▶ _Given problem_
Transcribe the lines below verbatim from their beginning through the line containing "[0,0,1024,343]", both ends included. Omit the pictures from your answer.

▶ _Materials provided_
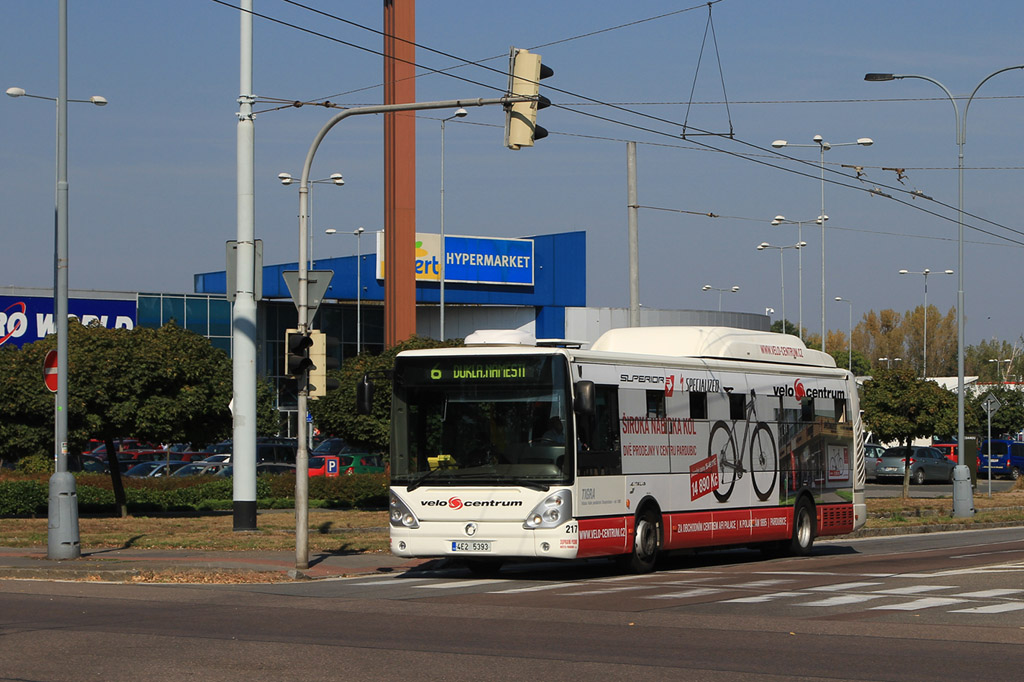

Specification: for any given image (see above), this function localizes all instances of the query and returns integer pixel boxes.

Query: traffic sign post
[981,393,1002,497]
[43,350,57,393]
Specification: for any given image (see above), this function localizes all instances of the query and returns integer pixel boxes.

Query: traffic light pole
[295,97,535,569]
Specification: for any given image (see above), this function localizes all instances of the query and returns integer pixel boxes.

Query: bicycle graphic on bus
[708,389,778,502]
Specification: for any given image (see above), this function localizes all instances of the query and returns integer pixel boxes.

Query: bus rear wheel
[788,498,815,556]
[624,509,662,573]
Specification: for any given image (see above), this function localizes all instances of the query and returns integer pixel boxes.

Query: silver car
[874,446,956,485]
[864,442,886,480]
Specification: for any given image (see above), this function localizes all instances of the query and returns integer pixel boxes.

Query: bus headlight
[389,492,420,528]
[522,491,572,530]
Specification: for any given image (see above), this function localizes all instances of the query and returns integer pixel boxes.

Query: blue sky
[0,0,1024,343]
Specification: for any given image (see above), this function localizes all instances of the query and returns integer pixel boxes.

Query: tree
[860,368,956,497]
[0,324,231,515]
[309,337,462,452]
[853,309,904,372]
[828,346,871,377]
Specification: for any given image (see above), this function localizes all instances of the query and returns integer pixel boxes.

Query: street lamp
[864,65,1024,517]
[6,79,106,559]
[700,285,739,312]
[771,215,828,339]
[836,296,853,374]
[757,242,807,334]
[278,173,345,269]
[324,227,367,355]
[771,135,874,352]
[899,267,953,379]
[438,106,469,341]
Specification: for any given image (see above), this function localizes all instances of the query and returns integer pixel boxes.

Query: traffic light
[309,330,339,398]
[285,329,313,378]
[505,47,555,150]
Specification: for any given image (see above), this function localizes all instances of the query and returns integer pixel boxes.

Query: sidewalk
[0,547,436,582]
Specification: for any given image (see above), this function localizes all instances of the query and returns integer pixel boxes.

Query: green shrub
[0,473,387,516]
[15,455,53,473]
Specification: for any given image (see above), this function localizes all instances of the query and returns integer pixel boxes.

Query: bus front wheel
[624,509,662,573]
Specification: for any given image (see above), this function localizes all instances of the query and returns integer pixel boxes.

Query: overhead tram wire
[637,206,1024,249]
[212,0,1024,246]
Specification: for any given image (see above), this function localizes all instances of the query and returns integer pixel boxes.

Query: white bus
[376,327,865,571]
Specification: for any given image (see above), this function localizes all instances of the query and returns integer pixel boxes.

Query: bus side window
[646,390,665,419]
[577,385,623,476]
[690,391,708,419]
[800,397,814,422]
[729,393,746,420]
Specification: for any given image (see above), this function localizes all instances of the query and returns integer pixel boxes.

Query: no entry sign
[43,350,57,393]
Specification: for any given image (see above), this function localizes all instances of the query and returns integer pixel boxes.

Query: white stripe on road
[808,583,882,592]
[644,588,725,599]
[797,594,882,606]
[722,592,807,604]
[413,579,507,590]
[949,601,1024,613]
[871,597,966,611]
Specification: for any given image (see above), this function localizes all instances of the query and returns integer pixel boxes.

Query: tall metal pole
[295,97,532,568]
[231,0,257,531]
[355,227,366,355]
[626,142,640,327]
[438,119,447,341]
[46,0,82,559]
[864,65,1024,517]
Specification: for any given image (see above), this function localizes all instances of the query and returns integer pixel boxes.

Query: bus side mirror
[572,381,594,417]
[355,375,374,415]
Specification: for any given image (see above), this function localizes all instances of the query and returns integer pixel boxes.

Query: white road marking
[949,601,1024,613]
[874,585,963,596]
[871,597,967,611]
[413,579,507,590]
[809,583,882,592]
[722,592,807,604]
[797,594,884,606]
[644,588,725,599]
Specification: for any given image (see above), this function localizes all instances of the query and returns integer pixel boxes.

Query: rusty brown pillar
[384,0,416,347]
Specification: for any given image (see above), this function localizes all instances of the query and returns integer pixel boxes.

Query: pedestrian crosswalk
[348,570,1024,615]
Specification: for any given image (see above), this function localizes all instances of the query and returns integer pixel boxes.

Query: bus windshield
[391,354,573,487]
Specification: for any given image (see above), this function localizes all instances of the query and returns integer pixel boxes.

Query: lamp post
[864,65,1024,516]
[278,173,345,270]
[6,63,106,559]
[757,242,807,334]
[771,135,874,352]
[771,215,828,339]
[437,108,469,341]
[700,285,739,312]
[899,267,953,379]
[324,226,367,355]
[836,296,853,374]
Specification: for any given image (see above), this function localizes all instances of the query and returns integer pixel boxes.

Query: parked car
[864,442,886,480]
[312,438,359,455]
[874,446,955,485]
[171,461,227,476]
[214,462,295,477]
[125,460,187,478]
[978,438,1024,480]
[932,442,959,464]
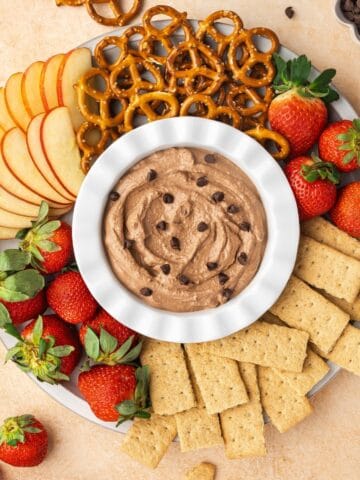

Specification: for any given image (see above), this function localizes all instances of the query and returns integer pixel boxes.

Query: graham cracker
[185,343,248,414]
[276,346,330,395]
[294,235,360,303]
[258,367,313,433]
[301,217,360,260]
[328,325,360,375]
[194,321,309,372]
[140,339,196,415]
[184,462,216,480]
[175,407,223,452]
[220,363,266,459]
[270,275,350,352]
[320,290,360,322]
[120,414,176,468]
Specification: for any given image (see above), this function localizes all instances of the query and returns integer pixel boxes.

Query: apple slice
[21,62,45,117]
[0,87,16,128]
[40,107,85,197]
[0,128,69,207]
[26,113,75,202]
[5,73,31,132]
[0,227,19,240]
[40,53,65,111]
[57,48,91,131]
[0,208,33,228]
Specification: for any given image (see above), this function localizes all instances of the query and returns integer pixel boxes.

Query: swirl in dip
[104,148,267,312]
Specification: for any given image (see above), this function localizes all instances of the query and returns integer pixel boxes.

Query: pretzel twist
[84,0,142,27]
[124,92,179,132]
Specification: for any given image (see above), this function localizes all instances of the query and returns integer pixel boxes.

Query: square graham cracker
[184,462,216,480]
[220,363,266,459]
[294,235,360,303]
[120,414,176,468]
[270,275,350,352]
[185,343,248,414]
[301,217,360,260]
[258,367,313,433]
[276,348,330,395]
[328,325,360,375]
[198,321,309,372]
[140,339,196,415]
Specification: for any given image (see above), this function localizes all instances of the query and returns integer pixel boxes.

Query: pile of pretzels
[76,6,289,172]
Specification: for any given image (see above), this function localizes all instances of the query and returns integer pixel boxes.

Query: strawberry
[0,249,47,326]
[330,182,360,238]
[79,309,139,345]
[78,365,150,425]
[16,201,74,273]
[285,156,339,220]
[5,315,81,383]
[269,54,339,158]
[319,118,360,172]
[46,271,98,323]
[0,415,48,467]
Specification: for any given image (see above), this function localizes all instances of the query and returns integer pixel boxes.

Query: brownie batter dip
[104,148,267,312]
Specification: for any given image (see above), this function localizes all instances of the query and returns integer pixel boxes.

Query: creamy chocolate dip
[104,148,267,312]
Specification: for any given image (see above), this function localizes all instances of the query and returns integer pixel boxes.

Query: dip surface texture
[104,148,267,312]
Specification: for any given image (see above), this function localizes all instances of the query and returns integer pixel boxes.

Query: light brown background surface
[0,0,360,480]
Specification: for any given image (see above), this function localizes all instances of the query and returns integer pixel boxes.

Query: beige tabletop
[0,0,360,480]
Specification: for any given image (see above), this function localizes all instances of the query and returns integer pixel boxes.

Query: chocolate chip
[140,287,152,297]
[177,274,190,285]
[146,169,157,182]
[228,203,240,213]
[223,288,233,299]
[218,272,229,285]
[156,220,167,232]
[109,192,120,202]
[124,238,135,250]
[198,222,209,232]
[196,177,209,187]
[285,7,295,18]
[204,153,216,163]
[238,252,247,265]
[240,222,251,232]
[206,262,218,272]
[170,237,180,250]
[163,193,174,203]
[160,263,170,275]
[211,192,225,203]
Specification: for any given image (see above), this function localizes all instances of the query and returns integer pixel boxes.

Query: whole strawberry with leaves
[0,249,47,325]
[78,327,150,424]
[319,118,360,172]
[16,201,74,273]
[269,54,339,158]
[0,316,82,384]
[0,415,48,467]
[46,270,98,324]
[285,156,340,220]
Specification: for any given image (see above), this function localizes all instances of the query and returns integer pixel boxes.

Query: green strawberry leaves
[301,155,340,185]
[5,316,74,384]
[273,53,339,103]
[115,365,151,426]
[0,415,41,447]
[337,118,360,166]
[16,201,61,270]
[85,327,142,365]
[0,269,45,302]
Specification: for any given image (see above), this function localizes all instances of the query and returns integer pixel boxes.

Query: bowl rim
[73,117,299,343]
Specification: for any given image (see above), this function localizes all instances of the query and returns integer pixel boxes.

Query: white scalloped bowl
[73,117,299,343]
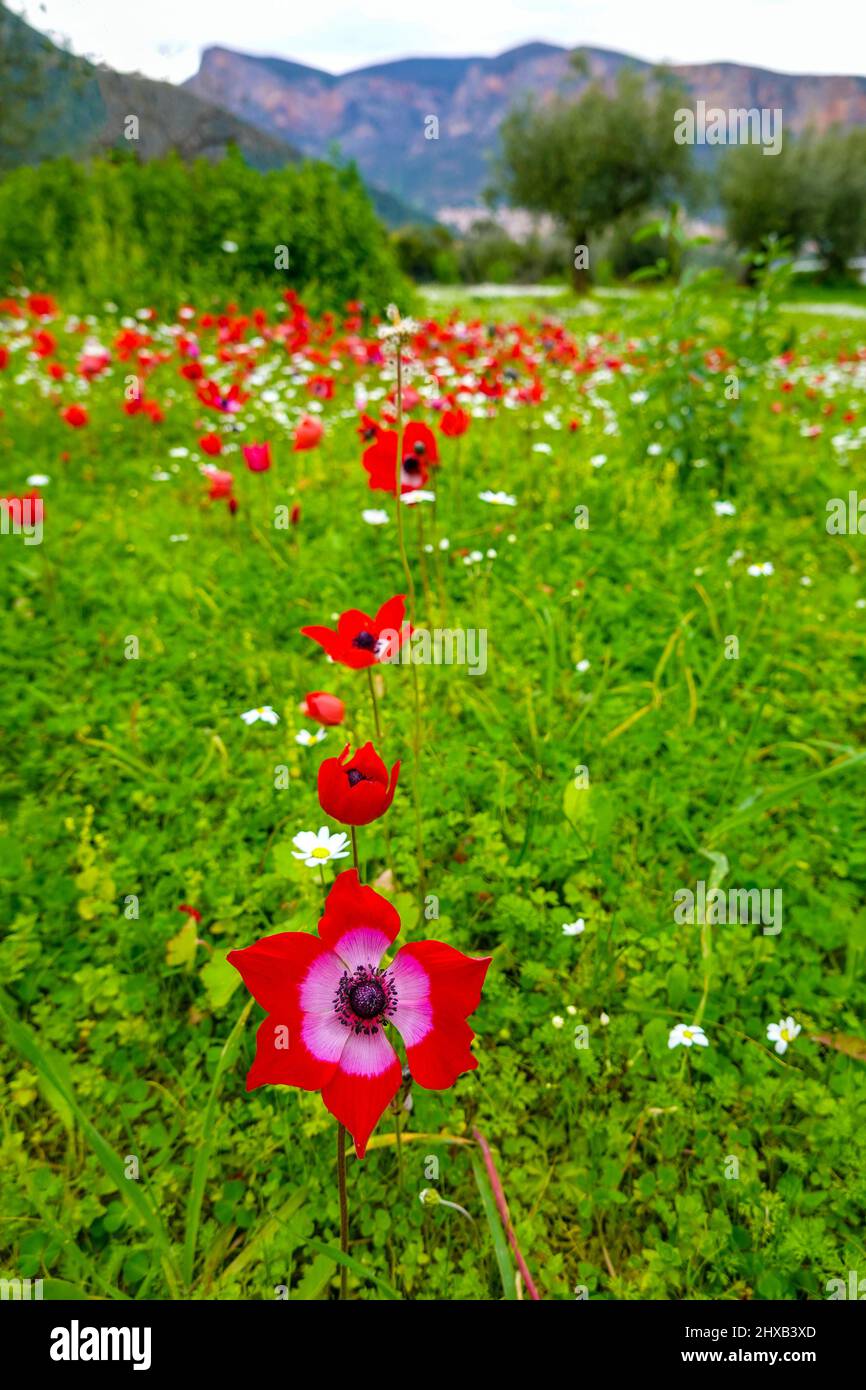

▶ _Result of this exercise_
Specification: for any given image (see above), this function localizes all instances of the query and returns integer pixel boxes.

Query: traffic sign post
[981,393,1002,497]
[43,350,57,393]
Specification: for any given image (see above), this function localizes all instances of the query and returns integer pixel boxes.

Query: traffic light pole
[295,97,535,569]
Specification: for any given image (see above), this function localizes all instances of the query and returns integer pixel boxes.

Query: bicycle graphic on bus
[708,389,778,502]
Specification: for any given image (see above), this function localizes all instances of the query and returns integer pixel boxes.

Query: bus rear wheel
[788,498,815,556]
[624,509,662,573]
Specification: for any given image (see above), this function localizes all instances of the query and returns integer pixel boxes.

Query: silver car
[874,446,956,485]
[864,442,886,480]
Specification: for any given image (see above), this function localizes all instances of the query and returns integer pixel boxes.

Query: bus headlight
[389,492,420,528]
[522,491,572,530]
Specification: for any given image (see above), this function localizes all instances of the query and returns integer pixel boxes.

Query: blue sky
[0,0,1024,343]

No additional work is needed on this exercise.